■ Required work:
Below are some records. Copy every line in them that holds "wing".

(Stored data entries)
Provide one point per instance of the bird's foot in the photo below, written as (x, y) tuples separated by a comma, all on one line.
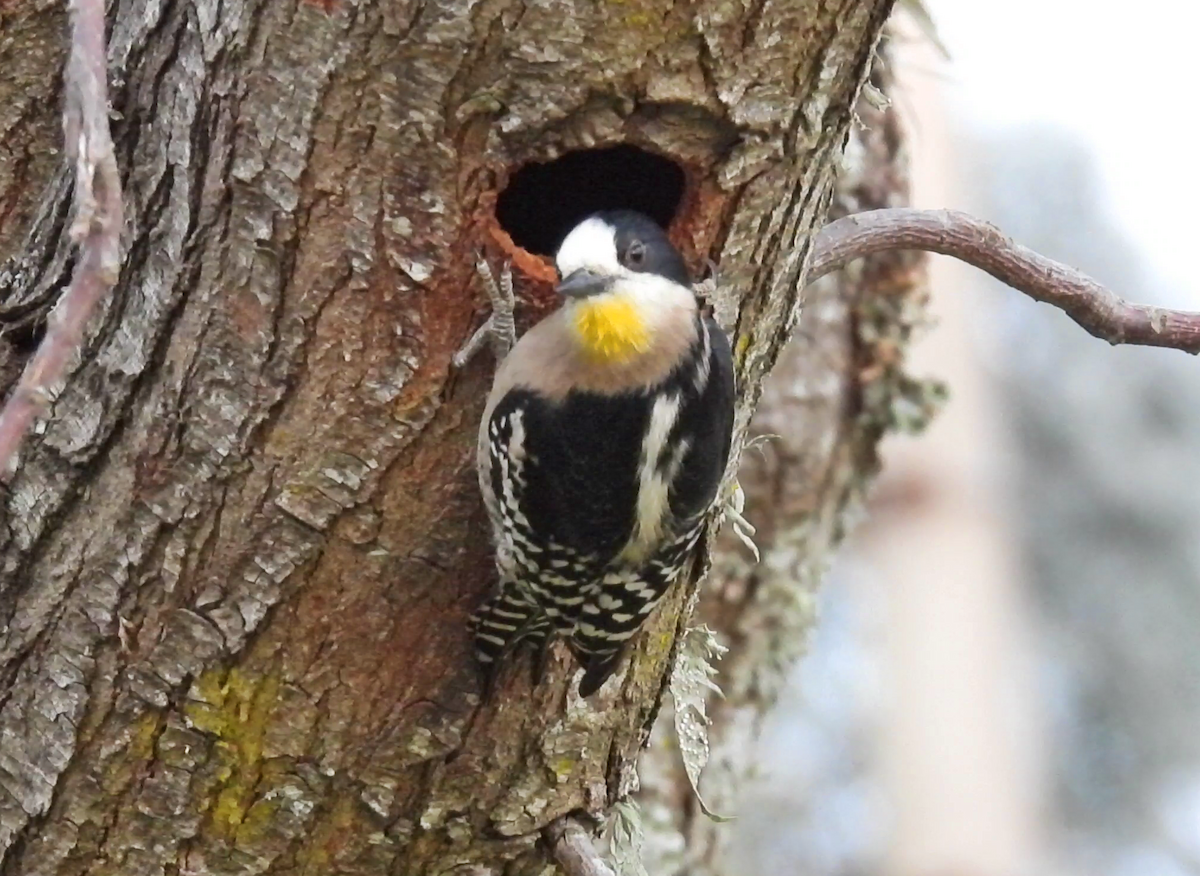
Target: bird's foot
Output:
[(499, 331)]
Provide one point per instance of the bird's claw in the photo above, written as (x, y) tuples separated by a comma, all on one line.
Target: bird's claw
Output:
[(499, 329)]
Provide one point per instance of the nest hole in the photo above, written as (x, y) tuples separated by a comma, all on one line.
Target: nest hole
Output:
[(544, 201)]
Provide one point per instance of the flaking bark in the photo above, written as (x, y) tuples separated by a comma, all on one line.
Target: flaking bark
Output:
[(838, 387), (238, 559)]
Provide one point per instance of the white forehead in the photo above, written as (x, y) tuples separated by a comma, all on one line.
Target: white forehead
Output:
[(591, 244)]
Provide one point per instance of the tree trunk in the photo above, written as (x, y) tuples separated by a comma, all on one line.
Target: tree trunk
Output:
[(838, 387), (239, 557)]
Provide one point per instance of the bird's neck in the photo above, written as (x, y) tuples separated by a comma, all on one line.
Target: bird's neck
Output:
[(611, 329), (629, 324)]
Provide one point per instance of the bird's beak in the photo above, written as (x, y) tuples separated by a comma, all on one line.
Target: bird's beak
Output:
[(582, 283)]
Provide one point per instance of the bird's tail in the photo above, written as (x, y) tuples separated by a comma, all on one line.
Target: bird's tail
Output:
[(502, 623)]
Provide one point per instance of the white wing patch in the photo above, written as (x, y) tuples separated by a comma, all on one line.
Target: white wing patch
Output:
[(654, 480)]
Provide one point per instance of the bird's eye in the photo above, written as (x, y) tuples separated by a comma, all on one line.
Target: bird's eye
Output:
[(636, 253)]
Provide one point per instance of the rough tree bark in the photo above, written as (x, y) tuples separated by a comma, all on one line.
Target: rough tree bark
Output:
[(838, 387), (238, 559)]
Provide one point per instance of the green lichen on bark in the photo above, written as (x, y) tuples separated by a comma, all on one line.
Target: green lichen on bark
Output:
[(238, 561)]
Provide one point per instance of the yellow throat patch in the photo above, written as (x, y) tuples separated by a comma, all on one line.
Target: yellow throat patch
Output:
[(611, 328)]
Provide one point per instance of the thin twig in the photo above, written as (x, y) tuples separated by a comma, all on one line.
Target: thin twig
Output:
[(574, 851), (982, 245), (96, 227)]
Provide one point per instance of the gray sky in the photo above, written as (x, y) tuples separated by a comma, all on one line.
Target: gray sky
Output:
[(1121, 76)]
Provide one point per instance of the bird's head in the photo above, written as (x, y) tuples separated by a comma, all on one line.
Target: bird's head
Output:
[(624, 286)]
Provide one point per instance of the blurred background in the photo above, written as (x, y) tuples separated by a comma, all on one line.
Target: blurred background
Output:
[(1006, 676)]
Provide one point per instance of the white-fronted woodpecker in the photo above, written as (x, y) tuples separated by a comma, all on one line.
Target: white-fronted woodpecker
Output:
[(601, 448)]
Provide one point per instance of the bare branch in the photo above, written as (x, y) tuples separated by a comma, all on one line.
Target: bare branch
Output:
[(574, 851), (984, 246), (96, 227)]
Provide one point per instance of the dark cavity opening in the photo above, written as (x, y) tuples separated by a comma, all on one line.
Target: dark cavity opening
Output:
[(544, 202)]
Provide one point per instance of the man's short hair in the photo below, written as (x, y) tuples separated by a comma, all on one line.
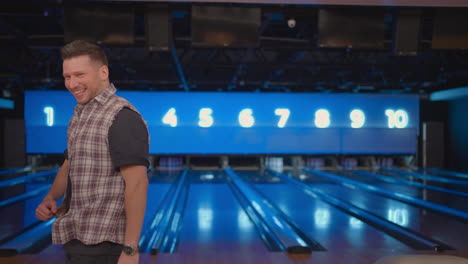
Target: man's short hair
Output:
[(80, 47)]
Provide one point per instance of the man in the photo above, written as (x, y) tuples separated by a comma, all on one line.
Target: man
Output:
[(103, 176)]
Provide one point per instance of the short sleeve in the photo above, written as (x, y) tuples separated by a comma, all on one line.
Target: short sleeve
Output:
[(128, 140)]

■ Task solution:
Provide one point per instance of the white wing patch in the photo above, written as (x, y) tuples separated by a comma, all on one line.
Target: white wing patch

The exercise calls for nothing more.